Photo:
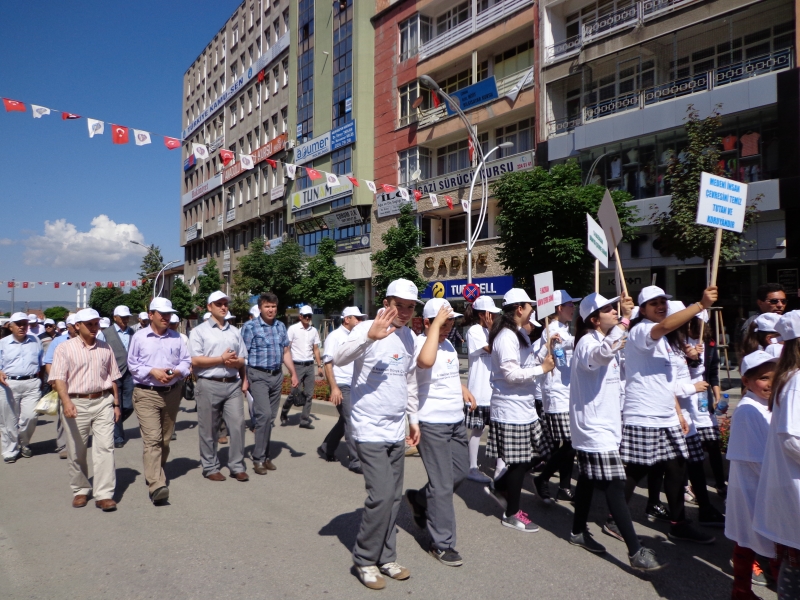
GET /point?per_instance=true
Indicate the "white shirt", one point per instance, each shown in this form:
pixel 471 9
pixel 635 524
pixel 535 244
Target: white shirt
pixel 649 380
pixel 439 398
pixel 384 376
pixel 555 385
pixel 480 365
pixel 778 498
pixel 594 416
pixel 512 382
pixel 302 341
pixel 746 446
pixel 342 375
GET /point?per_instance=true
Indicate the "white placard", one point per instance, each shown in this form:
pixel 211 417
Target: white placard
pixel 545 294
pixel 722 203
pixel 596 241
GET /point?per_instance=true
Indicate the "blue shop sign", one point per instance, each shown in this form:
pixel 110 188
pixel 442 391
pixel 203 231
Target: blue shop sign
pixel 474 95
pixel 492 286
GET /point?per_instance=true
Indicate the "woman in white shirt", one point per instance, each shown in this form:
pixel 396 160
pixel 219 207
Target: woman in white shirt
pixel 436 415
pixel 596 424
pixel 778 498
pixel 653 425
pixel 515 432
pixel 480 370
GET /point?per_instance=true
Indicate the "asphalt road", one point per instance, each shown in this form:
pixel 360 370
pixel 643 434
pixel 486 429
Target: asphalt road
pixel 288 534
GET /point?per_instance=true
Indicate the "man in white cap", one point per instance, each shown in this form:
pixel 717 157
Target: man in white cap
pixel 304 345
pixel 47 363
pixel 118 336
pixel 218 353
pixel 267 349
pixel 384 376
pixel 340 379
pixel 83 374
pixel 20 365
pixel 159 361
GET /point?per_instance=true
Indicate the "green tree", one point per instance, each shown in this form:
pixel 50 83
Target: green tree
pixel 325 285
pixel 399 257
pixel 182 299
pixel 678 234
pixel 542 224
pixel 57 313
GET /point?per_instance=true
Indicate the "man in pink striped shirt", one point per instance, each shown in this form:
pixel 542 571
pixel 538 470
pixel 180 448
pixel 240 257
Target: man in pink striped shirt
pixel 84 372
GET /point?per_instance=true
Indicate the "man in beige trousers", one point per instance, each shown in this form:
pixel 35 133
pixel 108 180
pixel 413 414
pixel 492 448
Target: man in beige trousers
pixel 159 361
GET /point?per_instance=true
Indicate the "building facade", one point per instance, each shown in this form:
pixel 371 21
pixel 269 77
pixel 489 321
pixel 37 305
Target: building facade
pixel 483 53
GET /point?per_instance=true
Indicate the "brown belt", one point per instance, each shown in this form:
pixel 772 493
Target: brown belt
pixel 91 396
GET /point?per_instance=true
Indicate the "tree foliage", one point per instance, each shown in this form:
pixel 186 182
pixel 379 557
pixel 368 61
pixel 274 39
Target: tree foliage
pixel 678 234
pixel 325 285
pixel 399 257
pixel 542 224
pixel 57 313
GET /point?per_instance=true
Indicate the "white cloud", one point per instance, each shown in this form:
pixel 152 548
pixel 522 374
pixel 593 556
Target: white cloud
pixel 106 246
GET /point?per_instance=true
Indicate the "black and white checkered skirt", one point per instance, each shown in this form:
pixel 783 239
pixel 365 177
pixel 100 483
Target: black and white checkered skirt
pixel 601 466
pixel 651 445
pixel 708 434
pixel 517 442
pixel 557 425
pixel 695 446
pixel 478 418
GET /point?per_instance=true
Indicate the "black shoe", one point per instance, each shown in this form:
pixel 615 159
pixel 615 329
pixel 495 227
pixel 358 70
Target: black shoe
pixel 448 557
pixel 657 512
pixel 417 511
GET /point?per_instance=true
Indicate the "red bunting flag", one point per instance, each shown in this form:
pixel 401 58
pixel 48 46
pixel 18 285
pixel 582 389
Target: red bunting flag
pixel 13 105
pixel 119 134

###

- [Short exercise]: Pick out every line in the records that contains the word "beige", treating uppercase and lowercase letters as different.

- [Written answer]:
Indicate the "man in beige trousers", one point per instance, each shown in this form:
Target: man in beige trousers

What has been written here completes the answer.